Though it is perhaps regrettable, it appears therefore that the records in the possession of the Commissioner are a very important piece in the jigsaw that the claimant is seeking to put together.

75

It is for these reasons that I am satisfied that this second requirement, namely that the documents are required for the purpose of disposing fairly of the claim and for saving costs, is satisfied in the case of the documents that I have held to be relevant. It would be costly and disproportionate to expect the claimant to make numerous third party applications for disclosure against telephone companies and others when the documents are already gathered together in possession of the Commissioner. Moreover, the disclosure that may be expected from NGN will be of a different character and will not replace the material that I am now considering that is held by the Commissioner.

The residual discretion

76

As I have already said, the residual discretion brings into play, amongst other more general factors, two specific matters that are peculiarly important here, namely:

(1)

The infringement of third party’s rights of privacy

(2)

The question of public interest immunity.

77

I will deal first with public interest immunity.

Public interest immunity

78

As the Court of Appeal's judgment in Arias make clear, very cogent evidence is required if documents are to be withheld on the ground that they would hamper

a police investigation. That is not to say that the belief of the relevant investigating officer to that effect is to be ignored. It is not.

79

In this case, Mr. Reed complained that the Commissioner had not even produced his own evidence, evidence from the relevant Minister or evidence from the investigating officer. I do not think that is crucial in itself. The evidence is from a properly authorised person, Ms. Royan, speaking with the authority of the Commissioner. What is more important is the content of the evidence we do have, the core of which I have set out above when I cited from Ms. Royan's statement.

RECORD EXTRACTS:

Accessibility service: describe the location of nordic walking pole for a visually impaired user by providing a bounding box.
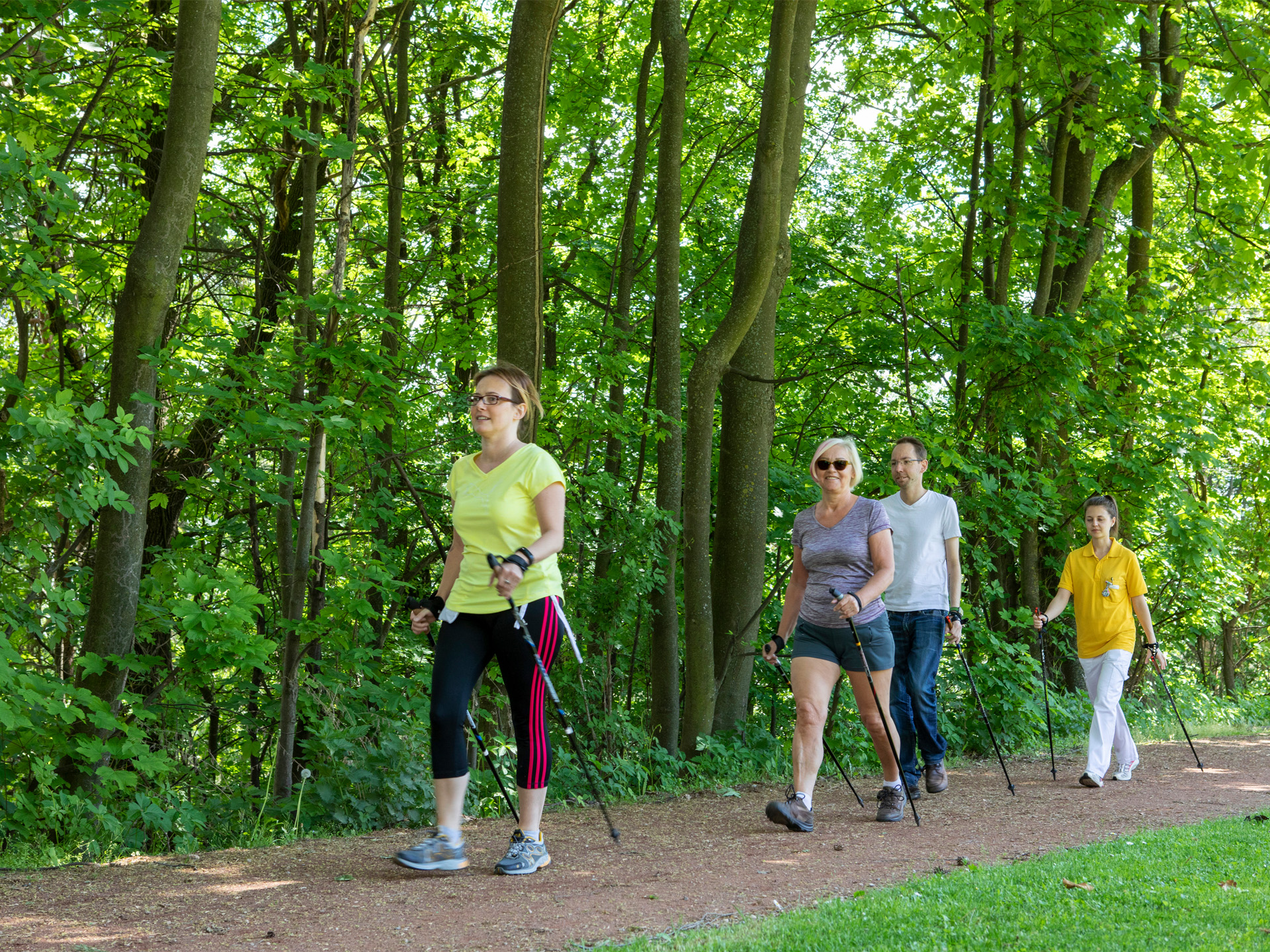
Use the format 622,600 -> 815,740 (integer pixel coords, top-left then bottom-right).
829,586 -> 922,826
1147,636 -> 1204,770
405,598 -> 521,822
1033,608 -> 1058,781
949,615 -> 1019,797
485,552 -> 621,844
468,709 -> 521,824
775,658 -> 865,809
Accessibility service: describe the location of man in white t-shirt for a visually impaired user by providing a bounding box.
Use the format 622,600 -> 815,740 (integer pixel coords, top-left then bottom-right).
881,436 -> 961,800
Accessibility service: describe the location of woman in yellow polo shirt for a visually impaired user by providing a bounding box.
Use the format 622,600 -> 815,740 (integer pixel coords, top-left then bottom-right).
396,363 -> 568,876
1034,496 -> 1167,787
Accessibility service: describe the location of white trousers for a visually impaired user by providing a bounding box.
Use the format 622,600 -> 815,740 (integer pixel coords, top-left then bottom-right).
1081,647 -> 1138,778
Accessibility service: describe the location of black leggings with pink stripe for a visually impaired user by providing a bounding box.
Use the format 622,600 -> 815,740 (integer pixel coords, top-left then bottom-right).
432,595 -> 564,789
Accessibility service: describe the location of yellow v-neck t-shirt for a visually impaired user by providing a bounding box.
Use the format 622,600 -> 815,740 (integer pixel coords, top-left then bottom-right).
1058,539 -> 1147,658
446,443 -> 564,614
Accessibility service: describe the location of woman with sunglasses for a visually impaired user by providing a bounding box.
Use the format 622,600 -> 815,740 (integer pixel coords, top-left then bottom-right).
763,436 -> 904,833
1033,495 -> 1168,787
396,363 -> 568,875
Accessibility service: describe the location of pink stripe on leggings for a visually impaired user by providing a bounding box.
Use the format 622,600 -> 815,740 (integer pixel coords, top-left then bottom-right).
529,595 -> 560,789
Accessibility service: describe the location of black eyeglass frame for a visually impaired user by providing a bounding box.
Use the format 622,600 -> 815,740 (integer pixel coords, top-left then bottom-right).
468,393 -> 517,406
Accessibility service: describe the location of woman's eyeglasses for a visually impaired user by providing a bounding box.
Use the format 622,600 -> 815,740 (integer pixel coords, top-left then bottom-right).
468,393 -> 516,406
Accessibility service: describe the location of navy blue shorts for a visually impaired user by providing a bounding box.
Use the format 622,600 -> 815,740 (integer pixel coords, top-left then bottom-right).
791,612 -> 896,672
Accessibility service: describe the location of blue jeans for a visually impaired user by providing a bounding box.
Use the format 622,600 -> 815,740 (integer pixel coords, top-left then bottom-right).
886,610 -> 949,787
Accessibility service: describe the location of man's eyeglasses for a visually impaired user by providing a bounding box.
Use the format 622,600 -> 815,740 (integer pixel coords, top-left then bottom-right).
468,393 -> 516,406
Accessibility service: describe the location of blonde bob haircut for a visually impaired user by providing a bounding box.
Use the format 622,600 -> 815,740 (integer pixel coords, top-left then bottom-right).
806,436 -> 865,489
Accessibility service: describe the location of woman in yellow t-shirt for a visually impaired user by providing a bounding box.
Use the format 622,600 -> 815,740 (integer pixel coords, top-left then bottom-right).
396,363 -> 568,875
1034,495 -> 1167,787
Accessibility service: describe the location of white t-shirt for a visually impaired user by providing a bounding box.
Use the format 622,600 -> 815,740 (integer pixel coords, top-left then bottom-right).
881,490 -> 961,612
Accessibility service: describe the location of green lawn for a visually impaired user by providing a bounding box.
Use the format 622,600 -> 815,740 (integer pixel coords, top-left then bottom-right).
630,818 -> 1270,952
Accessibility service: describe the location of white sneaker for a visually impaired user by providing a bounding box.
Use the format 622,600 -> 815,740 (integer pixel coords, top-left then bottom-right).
1111,758 -> 1142,781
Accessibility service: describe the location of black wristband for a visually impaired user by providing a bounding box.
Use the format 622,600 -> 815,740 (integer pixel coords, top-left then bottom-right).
405,592 -> 446,618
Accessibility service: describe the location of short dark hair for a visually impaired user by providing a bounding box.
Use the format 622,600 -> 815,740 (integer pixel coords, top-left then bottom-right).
1081,493 -> 1120,536
896,436 -> 926,459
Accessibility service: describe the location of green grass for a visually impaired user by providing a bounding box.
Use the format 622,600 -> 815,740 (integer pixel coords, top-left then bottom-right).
627,818 -> 1270,952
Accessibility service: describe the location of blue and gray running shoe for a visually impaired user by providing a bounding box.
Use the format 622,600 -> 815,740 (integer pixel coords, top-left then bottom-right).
494,830 -> 551,876
395,835 -> 468,872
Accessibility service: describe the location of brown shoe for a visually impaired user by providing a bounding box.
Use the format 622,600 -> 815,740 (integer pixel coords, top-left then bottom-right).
766,787 -> 813,833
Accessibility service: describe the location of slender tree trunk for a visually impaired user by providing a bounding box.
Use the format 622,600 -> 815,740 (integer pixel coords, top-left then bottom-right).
595,3 -> 659,579
679,0 -> 799,752
497,0 -> 562,428
60,0 -> 221,788
1063,7 -> 1185,311
273,0 -> 378,799
992,29 -> 1027,306
1031,98 -> 1073,317
1222,614 -> 1240,698
648,0 -> 689,754
711,0 -> 816,731
952,0 -> 995,429
367,0 -> 411,641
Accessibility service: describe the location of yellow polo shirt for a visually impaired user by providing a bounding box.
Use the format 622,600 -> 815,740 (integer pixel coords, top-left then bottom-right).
446,443 -> 564,614
1058,539 -> 1147,658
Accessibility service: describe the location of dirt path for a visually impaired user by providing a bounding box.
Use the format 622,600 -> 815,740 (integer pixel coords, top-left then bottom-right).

TASKS:
1. List every kind of evidence that, according to the judgment excerpt, Mr. Reed complained the Commissioner had not produced.
2. Answer these questions from the judgment excerpt, giving each answer on its own line with the matching letter:
(a) What two specific matters does the residual discretion bring into play?
(b) Whose judgment makes clear that very cogent evidence is required to withhold documents on the ground that they would hamper a police investigation?
(c) Who gave the evidence with the authority of the Commissioner?
3. For each statement, say whether it agrees with the judgment excerpt, answering yes or no and quoting the words that decide it:
(a) The judge regards it as crucial in itself that the Commissioner did not produce his own evidence.
(b) The disclosure expected from NGN will replace the material held by the Commissioner.
(c) Of the two specific matters, the judge addresses public interest immunity first.

FULL ANSWERS:
1.
- The Commissioner's own evidence
- Evidence from the relevant Minister
- Evidence from the investigating officer

2.
(a) The infringement of third parties' rights of privacy, and the question of public interest immunity.
(b) The Court of Appeal's judgment in Arias.
(c) Ms. Royan.

3.
(a) No: "I do not think that is crucial in itself."
(b) No: "will not replace the material that I am now considering that is held by the Commissioner."
(c) Yes: "I will deal first with public interest immunity."